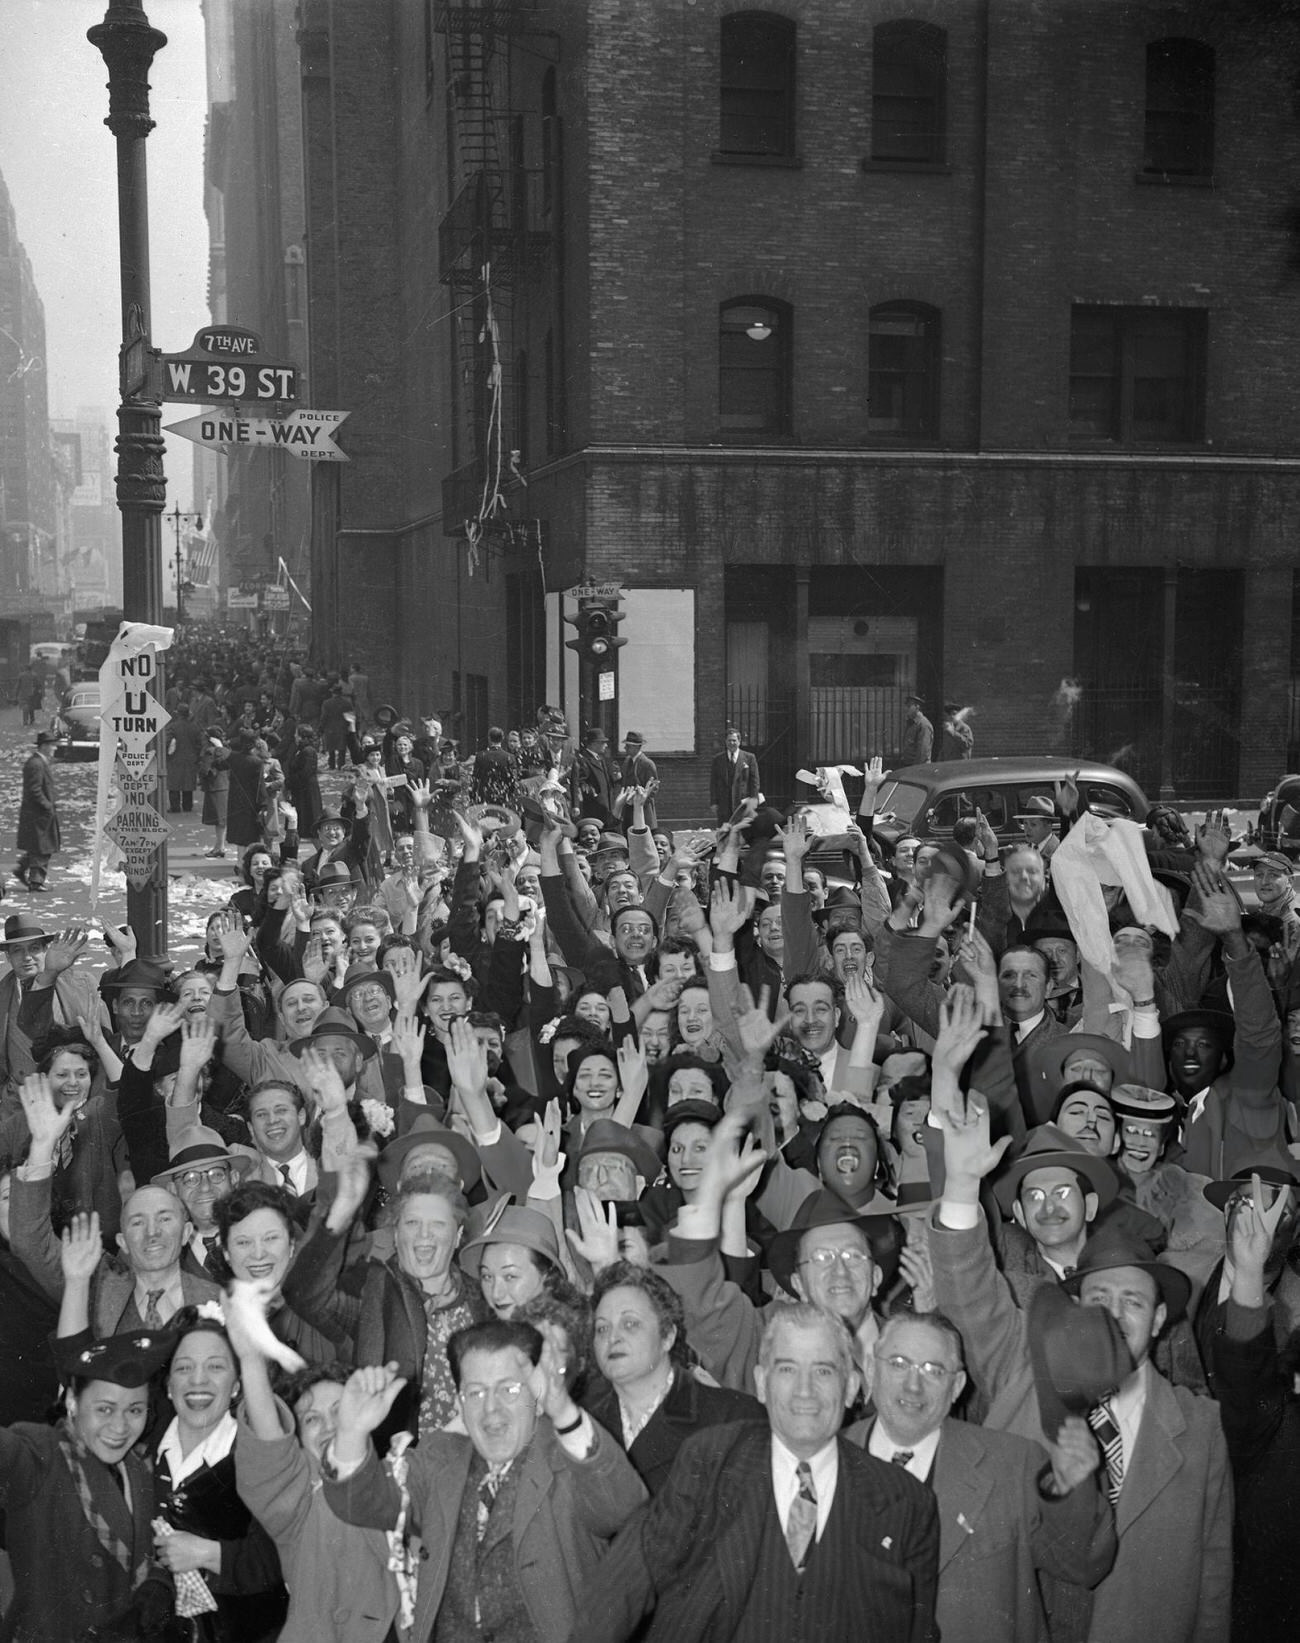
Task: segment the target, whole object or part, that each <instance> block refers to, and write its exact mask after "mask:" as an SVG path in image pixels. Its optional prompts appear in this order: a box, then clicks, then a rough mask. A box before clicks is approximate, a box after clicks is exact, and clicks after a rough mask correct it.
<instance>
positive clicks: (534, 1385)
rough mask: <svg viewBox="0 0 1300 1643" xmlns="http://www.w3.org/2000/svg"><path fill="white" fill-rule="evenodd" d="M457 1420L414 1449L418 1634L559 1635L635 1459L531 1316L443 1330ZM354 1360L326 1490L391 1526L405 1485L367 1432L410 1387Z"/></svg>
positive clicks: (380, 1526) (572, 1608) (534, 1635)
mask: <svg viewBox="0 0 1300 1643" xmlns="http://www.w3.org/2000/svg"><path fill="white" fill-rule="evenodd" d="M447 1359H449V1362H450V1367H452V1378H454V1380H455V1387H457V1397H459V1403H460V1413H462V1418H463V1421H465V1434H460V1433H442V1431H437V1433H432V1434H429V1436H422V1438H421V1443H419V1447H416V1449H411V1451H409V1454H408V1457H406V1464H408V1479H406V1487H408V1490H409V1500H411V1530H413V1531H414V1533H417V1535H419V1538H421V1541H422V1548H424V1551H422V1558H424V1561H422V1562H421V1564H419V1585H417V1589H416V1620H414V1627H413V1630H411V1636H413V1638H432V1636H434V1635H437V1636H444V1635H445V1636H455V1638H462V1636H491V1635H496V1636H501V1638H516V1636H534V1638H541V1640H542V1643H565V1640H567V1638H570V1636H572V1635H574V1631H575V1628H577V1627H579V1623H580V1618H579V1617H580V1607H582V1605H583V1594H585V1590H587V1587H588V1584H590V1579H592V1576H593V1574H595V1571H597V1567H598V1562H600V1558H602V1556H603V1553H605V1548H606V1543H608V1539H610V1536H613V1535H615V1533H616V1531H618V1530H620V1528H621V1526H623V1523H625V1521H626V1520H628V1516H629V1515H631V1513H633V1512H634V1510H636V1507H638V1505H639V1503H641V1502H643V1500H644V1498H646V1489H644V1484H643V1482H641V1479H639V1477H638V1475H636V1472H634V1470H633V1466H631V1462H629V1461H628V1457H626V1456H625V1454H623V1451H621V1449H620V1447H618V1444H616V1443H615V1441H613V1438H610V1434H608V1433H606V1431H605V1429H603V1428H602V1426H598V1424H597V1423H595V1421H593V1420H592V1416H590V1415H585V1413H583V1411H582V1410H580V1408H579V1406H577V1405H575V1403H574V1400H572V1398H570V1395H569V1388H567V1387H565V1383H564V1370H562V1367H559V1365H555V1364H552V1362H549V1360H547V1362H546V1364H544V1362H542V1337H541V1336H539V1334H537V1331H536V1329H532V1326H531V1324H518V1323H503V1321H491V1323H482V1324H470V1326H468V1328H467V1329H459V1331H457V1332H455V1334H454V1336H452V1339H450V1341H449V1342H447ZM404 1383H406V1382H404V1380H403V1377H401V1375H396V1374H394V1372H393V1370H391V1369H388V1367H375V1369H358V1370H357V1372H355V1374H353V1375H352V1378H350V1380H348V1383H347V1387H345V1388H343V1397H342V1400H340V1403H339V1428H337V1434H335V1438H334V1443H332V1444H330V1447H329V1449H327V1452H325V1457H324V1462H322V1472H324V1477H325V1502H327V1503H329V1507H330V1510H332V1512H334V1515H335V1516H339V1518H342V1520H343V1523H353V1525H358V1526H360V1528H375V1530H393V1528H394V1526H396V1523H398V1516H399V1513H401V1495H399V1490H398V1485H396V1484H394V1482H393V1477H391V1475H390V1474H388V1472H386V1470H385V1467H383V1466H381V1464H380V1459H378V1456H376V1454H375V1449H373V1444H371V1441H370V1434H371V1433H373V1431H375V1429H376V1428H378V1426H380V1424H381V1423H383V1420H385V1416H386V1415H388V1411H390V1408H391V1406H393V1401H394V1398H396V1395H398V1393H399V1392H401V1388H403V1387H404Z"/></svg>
====================
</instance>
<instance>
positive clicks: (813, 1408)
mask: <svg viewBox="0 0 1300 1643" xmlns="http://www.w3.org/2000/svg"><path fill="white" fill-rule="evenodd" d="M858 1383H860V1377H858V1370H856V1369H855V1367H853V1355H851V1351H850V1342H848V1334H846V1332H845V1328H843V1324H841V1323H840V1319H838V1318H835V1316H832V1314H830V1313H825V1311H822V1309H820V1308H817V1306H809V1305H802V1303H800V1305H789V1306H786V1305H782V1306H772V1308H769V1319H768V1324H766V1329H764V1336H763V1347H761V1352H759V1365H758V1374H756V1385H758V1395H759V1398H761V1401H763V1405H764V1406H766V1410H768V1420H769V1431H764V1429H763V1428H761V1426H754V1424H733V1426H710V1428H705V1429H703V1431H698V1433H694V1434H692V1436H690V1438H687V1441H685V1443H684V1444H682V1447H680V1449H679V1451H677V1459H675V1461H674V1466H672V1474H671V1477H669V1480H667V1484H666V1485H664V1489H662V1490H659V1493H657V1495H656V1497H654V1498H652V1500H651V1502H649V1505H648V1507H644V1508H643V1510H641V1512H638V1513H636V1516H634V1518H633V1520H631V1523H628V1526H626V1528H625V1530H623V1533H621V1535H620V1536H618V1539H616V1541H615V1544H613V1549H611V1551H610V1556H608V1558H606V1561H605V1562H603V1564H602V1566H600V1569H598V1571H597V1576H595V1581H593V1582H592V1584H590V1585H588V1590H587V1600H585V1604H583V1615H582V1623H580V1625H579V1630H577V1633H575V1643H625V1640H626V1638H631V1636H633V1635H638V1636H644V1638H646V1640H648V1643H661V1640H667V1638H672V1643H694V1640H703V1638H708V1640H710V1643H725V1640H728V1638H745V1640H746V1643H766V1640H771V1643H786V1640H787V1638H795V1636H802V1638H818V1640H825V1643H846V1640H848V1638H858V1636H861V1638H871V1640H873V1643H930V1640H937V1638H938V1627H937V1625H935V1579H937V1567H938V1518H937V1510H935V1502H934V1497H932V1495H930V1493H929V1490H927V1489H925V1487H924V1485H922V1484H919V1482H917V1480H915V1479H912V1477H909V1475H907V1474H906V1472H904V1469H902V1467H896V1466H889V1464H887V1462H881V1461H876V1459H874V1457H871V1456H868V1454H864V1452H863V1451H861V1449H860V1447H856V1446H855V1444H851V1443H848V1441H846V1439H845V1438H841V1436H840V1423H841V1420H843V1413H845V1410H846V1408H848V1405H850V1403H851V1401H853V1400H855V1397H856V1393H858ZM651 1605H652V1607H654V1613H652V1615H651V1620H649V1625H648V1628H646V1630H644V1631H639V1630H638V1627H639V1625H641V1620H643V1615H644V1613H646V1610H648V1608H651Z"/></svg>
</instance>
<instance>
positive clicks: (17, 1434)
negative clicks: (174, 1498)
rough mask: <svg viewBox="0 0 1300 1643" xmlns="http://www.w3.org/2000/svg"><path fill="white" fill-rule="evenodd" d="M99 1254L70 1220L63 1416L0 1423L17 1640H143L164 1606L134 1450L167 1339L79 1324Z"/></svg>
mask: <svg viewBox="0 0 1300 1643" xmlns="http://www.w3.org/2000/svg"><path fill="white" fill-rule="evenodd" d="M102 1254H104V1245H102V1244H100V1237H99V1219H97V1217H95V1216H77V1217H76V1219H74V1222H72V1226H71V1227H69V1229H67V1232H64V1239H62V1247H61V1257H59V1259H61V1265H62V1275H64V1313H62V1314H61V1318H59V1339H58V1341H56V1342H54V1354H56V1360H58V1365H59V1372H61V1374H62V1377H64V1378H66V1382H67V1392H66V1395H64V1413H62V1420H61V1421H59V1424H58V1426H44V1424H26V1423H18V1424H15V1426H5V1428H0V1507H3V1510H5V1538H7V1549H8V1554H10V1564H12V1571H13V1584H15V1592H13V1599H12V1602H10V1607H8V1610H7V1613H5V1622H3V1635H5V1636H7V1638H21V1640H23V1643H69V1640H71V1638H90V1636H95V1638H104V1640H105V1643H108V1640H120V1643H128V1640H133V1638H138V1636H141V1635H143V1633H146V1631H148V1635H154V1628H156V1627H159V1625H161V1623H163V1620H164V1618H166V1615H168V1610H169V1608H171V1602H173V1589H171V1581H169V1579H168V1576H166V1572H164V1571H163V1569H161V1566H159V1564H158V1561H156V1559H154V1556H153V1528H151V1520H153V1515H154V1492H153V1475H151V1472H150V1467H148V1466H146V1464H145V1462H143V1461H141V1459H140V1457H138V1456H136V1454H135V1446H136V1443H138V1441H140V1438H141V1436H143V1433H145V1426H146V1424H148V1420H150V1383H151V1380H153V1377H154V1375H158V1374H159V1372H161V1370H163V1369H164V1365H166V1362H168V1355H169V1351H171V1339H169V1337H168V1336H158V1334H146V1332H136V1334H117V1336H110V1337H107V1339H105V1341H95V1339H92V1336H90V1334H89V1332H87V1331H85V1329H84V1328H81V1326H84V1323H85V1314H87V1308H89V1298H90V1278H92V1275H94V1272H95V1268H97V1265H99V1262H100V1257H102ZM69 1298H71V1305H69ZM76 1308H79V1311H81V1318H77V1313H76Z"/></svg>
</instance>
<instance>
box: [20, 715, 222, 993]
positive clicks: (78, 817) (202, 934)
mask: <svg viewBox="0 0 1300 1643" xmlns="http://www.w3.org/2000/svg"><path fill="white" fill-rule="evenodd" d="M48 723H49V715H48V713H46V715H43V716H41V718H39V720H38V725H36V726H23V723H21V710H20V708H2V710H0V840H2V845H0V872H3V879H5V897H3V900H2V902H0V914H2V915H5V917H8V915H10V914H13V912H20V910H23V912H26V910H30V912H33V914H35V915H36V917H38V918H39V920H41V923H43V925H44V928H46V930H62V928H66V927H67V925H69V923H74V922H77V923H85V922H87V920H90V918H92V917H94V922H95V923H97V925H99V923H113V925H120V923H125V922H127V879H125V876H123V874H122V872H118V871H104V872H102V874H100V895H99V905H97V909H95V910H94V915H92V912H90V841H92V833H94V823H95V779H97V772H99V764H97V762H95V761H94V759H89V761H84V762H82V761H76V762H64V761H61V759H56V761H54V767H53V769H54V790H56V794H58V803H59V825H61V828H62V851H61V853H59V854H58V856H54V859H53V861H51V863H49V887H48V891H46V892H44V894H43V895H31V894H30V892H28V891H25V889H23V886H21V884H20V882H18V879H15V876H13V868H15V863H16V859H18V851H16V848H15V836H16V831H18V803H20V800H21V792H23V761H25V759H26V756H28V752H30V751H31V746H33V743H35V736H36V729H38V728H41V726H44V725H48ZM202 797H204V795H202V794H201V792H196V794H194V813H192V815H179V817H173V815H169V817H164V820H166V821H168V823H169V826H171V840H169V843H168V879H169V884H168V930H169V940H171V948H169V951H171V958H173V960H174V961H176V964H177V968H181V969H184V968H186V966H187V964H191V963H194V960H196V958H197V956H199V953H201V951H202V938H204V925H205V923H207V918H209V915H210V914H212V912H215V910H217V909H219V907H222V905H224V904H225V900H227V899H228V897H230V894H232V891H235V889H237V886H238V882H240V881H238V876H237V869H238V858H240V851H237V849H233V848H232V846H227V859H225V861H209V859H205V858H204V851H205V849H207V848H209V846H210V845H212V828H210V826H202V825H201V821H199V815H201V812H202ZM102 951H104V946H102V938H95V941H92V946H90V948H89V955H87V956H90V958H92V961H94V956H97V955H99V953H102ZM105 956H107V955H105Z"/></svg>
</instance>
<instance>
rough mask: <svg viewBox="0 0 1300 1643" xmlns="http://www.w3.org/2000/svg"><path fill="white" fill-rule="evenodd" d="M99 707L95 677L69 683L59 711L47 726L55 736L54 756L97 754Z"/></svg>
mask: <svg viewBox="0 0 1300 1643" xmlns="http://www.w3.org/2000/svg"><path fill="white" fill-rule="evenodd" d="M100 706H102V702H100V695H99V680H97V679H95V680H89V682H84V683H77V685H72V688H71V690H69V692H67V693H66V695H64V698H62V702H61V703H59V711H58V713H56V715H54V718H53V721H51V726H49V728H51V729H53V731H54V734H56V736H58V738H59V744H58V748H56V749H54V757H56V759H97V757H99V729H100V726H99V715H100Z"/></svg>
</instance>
====================
» **Instructions for the task**: Set down again, word for word, the stretch of records from the line with "Task: segment the" to the line with "positive clicks: (534, 1385)", both of those lines included.

» **Result of this exercise**:
Task: segment the target, whole object or part, that each <instance> block refers to, and write its exact mask after "mask:" as an SVG path in image pixels. Its optional prompts appear in this order: a box, then clicks, then a rough mask. A box before clicks is approximate, a box after clicks is exact, and clicks after a rough mask correct it.
<instance>
positive clicks: (534, 1385)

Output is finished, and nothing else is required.